The answer must be the lines from the one containing "Above is an image. Identify where the khaki" through the last line of the data below, copied exactly, with nothing else.

-------

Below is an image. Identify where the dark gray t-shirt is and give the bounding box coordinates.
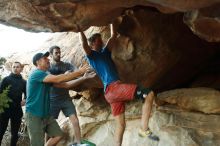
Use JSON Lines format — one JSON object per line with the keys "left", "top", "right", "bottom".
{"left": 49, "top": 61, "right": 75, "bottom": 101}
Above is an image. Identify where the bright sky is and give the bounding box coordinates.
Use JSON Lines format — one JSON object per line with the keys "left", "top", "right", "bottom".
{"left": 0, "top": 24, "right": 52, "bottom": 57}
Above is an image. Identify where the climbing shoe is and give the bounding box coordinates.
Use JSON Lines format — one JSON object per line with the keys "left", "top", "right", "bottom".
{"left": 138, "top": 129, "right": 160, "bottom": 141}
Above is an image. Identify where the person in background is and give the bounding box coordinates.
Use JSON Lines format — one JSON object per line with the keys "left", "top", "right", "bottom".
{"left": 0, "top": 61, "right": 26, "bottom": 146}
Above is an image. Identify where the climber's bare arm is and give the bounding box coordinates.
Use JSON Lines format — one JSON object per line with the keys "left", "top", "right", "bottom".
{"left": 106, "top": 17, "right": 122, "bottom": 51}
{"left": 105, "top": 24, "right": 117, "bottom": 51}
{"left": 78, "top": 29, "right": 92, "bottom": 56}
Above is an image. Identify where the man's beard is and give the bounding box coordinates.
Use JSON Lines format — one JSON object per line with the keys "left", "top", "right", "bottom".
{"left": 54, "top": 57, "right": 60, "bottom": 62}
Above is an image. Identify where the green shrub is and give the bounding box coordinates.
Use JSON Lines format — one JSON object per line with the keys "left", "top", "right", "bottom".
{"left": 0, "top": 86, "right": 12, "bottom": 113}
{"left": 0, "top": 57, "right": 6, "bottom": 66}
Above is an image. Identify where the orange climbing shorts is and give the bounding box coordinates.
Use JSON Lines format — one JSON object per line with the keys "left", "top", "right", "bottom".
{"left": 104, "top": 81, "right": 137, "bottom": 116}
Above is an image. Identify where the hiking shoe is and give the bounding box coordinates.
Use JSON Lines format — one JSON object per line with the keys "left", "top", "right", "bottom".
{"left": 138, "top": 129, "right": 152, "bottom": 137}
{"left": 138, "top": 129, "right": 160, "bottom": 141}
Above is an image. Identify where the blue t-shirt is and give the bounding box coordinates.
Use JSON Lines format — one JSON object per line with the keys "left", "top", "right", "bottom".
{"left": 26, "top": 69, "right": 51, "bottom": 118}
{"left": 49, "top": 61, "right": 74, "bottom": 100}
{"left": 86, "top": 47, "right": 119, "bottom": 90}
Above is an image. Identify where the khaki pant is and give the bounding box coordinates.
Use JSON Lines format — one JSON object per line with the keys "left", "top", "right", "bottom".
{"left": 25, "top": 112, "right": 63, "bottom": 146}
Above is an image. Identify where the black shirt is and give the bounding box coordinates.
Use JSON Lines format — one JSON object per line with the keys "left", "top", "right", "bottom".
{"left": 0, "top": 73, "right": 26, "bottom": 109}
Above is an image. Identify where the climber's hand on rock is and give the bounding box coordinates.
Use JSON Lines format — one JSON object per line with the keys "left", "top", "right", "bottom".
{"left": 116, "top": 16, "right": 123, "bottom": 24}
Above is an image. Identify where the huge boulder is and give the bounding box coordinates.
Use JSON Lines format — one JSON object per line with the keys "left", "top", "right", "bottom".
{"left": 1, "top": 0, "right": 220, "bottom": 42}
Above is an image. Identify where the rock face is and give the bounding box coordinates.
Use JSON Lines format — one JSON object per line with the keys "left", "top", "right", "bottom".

-------

→ REPLY:
Above is an image. Identify where the khaki pant is and give the bounding box coordinates.
Use JSON Lines format — one JSON object per line with the keys "left", "top", "right", "bottom".
{"left": 25, "top": 112, "right": 63, "bottom": 146}
Above is an image. Identify where the black shirt is and give the bounding box coordinates.
Use JSON Lines format — one JSON object per line with the keys "left", "top", "right", "bottom".
{"left": 0, "top": 73, "right": 26, "bottom": 109}
Above is an image. Identify where the climber's hand on rock is and give the bounding box coordinates.
Use JSON Lines format — one JSON object per line with the keys "left", "top", "right", "bottom".
{"left": 116, "top": 16, "right": 123, "bottom": 24}
Above is an image. Identify where the huge boulder is and give the bounding box coordinates.
Use JSON Lines format — one JSON object per line with the keys "left", "top", "right", "bottom".
{"left": 1, "top": 0, "right": 220, "bottom": 42}
Above is an image. Identify where the rock face is and give the bounding box coordinates.
Use JSON Lines format — one JSON object per line with the keys "left", "top", "right", "bottom".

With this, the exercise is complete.